* begin DOCUMENT EXCERPT *

Key Principle
Gamification is the terminal point of a four-stage historical genealogy — game theory (1940s–60s) → neoliberalism (1970s–80s) → behavioral economics (1990s–2010s) → digital games (2000s–present) — constituting one continuous project, not four separate histories. The key distinction that drives the whole chain: "Whereas earlier frameworks such as neoclassical economics and game theory can be said to describe and model rationality, neoliberalism goes a step further to prescribe this same type of rational behavior as the recipe for becoming the most valuable form of human capital." (Chapter 1)
Why This Matters
Without this genealogy, gamification looks like a recent tech industry fad, correctable by intent or regulation. With it, digital games appear as the inevitable terminus of a century-long project to make rational self-optimization feel good. The genealogy is not background; it is the mechanism. Each stage inherits and transforms the previous stage's model of the subject.

* end DOCUMENT EXCERPT *
* begin ENTRIES SUPPLIED *

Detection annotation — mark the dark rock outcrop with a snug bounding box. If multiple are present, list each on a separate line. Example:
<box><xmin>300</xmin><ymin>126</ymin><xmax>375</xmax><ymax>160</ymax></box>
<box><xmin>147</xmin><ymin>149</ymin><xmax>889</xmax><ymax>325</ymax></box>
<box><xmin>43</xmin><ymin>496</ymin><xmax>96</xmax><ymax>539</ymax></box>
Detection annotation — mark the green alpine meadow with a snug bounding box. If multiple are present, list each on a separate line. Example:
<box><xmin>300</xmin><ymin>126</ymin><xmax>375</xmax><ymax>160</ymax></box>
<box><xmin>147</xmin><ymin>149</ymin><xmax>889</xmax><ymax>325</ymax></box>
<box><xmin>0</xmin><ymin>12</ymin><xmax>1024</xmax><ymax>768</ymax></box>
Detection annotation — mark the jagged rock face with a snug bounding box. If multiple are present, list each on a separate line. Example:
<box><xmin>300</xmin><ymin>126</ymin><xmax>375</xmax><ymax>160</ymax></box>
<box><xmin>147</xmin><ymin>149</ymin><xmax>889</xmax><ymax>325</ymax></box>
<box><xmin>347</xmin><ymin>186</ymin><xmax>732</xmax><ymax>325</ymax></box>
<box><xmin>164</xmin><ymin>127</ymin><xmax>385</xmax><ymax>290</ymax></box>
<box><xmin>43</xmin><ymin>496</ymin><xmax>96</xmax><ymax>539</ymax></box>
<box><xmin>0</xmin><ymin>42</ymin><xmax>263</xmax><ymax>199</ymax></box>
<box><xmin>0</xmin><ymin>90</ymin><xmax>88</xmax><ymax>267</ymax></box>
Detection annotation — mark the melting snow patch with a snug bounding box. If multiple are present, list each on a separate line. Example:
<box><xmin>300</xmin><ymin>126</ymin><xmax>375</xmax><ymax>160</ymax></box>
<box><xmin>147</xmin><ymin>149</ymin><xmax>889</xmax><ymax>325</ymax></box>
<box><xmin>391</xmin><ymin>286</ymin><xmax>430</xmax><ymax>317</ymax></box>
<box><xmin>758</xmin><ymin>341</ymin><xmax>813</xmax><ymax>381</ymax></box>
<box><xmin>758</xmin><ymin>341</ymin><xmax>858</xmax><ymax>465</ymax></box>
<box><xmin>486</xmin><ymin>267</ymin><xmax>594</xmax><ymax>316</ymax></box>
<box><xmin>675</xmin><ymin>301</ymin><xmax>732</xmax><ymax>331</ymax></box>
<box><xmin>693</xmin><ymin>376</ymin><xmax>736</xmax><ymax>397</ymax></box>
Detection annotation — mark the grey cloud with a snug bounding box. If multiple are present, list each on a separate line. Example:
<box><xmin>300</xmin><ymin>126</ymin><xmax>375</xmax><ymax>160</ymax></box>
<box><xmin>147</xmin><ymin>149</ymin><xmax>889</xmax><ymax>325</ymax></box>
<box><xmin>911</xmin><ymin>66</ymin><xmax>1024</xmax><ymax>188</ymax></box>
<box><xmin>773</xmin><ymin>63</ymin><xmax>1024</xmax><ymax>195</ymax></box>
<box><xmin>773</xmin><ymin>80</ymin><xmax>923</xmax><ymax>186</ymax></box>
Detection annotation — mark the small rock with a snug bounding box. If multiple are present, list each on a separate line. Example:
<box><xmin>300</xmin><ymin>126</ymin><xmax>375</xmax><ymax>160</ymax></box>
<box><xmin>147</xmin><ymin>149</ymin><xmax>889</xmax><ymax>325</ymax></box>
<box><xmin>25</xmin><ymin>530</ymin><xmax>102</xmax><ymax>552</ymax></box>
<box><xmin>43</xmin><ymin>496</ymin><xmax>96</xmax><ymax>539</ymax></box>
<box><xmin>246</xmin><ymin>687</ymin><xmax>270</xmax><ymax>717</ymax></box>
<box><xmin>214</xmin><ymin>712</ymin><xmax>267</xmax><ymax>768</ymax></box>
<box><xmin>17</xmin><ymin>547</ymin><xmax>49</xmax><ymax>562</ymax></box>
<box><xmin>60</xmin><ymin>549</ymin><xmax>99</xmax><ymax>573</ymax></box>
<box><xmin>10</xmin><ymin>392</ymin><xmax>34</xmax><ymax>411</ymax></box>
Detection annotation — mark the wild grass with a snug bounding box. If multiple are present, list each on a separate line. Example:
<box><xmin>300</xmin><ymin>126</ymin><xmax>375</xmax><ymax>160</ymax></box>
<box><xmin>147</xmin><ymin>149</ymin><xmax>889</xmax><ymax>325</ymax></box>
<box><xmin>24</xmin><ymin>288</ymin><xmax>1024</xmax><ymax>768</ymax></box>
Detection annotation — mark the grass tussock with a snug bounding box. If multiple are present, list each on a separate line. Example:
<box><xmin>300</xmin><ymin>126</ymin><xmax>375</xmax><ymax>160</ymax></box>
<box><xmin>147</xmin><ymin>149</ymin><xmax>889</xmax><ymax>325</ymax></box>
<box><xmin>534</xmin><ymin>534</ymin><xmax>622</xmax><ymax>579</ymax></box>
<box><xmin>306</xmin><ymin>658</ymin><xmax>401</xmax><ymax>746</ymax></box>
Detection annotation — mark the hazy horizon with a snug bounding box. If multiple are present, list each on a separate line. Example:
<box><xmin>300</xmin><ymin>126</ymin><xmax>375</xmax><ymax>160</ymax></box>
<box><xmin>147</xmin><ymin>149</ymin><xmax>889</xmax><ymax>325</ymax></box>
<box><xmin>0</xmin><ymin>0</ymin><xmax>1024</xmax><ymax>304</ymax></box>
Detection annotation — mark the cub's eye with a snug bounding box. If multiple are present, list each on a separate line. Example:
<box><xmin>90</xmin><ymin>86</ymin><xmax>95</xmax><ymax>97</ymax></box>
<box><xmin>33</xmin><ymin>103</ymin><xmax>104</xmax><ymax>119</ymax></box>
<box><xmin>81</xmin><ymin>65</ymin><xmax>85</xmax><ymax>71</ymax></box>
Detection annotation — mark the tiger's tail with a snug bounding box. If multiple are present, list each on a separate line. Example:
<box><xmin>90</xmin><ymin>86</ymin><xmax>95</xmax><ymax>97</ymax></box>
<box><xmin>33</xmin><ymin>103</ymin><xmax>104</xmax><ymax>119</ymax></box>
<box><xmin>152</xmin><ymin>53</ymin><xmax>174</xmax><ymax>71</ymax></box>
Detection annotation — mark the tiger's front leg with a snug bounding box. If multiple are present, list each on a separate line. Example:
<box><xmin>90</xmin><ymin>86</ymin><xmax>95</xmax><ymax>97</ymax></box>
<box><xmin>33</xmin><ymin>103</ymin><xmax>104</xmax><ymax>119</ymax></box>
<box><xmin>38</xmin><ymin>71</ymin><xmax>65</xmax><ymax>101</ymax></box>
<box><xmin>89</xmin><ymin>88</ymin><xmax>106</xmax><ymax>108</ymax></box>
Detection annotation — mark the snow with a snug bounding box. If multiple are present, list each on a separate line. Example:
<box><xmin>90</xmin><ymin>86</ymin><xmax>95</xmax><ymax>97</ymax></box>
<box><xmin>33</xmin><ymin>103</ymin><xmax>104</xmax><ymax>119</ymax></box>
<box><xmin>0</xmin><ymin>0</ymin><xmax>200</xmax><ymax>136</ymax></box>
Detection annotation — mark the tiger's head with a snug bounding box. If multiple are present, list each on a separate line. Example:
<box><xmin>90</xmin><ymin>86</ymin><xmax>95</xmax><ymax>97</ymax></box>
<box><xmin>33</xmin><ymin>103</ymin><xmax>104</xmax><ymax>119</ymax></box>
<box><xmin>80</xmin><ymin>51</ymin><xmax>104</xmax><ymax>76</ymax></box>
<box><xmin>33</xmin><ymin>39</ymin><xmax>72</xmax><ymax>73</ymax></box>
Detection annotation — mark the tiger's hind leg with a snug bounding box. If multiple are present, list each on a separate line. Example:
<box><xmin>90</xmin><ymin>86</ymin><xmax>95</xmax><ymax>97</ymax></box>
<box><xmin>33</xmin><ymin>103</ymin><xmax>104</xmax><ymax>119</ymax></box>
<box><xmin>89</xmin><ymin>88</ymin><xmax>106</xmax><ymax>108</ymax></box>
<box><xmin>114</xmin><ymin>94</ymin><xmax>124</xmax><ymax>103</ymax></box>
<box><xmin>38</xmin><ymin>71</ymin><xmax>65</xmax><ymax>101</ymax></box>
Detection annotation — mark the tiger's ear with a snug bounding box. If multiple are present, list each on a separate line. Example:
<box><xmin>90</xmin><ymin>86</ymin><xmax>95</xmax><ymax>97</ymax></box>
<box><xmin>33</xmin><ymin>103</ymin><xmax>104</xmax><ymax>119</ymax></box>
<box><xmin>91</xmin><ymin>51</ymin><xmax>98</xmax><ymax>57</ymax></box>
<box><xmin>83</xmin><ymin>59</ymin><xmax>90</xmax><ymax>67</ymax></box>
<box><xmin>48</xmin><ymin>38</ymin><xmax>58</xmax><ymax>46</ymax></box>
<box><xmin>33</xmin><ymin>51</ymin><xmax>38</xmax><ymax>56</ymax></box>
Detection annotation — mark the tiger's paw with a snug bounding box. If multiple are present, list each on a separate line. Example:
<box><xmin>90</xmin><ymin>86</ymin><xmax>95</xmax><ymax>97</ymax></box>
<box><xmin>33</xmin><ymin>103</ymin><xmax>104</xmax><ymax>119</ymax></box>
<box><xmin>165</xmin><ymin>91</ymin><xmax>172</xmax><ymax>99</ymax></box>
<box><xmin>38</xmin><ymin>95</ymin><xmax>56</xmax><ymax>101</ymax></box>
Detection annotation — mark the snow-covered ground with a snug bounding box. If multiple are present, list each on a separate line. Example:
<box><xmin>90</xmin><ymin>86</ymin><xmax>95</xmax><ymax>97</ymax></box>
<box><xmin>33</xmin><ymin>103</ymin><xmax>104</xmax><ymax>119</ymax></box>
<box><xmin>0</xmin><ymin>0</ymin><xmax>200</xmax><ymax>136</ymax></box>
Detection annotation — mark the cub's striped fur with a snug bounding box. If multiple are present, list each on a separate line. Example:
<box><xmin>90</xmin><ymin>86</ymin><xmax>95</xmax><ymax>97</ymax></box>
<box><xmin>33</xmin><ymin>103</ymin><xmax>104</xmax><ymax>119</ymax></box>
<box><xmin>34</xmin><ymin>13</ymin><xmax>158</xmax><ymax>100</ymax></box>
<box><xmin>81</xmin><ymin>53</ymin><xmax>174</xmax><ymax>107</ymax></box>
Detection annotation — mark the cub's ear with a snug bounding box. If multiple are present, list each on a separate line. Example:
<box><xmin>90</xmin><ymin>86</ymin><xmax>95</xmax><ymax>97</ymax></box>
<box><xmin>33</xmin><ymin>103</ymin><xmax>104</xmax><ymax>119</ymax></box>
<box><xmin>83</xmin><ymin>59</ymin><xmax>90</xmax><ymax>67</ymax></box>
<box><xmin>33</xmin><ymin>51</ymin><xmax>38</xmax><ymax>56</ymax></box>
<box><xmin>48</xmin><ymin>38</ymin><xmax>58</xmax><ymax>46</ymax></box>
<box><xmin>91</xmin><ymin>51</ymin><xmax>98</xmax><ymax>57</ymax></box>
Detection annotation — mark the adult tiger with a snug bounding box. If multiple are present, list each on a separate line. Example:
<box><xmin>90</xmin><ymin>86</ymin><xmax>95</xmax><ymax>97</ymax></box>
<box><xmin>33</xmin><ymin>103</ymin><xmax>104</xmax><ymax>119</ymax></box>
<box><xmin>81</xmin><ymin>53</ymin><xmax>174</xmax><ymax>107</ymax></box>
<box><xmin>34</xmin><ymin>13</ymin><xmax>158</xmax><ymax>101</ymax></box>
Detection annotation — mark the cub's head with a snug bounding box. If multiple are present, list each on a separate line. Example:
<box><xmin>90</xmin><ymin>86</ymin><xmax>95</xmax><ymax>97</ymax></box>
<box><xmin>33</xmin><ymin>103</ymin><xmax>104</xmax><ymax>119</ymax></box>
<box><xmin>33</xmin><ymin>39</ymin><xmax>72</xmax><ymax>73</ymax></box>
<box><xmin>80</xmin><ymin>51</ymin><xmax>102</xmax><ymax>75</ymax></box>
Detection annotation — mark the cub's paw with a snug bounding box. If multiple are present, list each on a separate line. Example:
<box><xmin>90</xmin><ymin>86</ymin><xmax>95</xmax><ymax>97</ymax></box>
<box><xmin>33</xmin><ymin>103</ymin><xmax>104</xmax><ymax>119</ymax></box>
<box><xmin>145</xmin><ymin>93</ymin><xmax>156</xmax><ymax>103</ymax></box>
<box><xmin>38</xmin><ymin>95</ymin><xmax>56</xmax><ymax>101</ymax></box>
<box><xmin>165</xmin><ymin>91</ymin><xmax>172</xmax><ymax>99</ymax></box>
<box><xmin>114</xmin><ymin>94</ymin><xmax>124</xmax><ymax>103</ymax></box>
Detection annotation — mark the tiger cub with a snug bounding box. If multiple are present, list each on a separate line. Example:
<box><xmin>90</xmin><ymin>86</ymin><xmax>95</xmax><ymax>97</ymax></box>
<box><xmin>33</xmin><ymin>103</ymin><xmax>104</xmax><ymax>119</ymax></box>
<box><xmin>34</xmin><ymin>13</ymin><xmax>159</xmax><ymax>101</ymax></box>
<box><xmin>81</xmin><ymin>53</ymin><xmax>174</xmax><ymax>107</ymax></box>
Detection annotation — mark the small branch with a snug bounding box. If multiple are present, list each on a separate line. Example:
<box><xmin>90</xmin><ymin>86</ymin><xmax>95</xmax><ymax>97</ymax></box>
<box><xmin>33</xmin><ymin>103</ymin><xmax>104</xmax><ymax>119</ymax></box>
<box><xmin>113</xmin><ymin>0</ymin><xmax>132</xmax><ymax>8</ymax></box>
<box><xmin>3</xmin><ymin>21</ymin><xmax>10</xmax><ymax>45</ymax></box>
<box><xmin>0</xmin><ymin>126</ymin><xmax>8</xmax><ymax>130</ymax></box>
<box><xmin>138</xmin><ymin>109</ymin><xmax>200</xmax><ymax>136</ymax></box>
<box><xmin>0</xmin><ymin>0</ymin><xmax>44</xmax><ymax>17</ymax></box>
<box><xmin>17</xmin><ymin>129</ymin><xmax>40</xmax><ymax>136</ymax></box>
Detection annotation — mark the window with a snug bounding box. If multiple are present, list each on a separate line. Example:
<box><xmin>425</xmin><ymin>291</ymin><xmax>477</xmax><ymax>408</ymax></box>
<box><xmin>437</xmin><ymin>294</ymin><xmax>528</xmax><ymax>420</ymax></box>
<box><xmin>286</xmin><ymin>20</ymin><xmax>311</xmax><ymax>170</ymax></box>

* end ENTRIES SUPPLIED *

SHORT TASK -> In the gamification genealogy text, what does neoliberalism do with rational behavior that earlier frameworks such as neoclassical economics and game theory only describe and model?

RESULT OF THE EXERCISE -> It prescribes rational behavior as the recipe for becoming the most valuable form of human capital.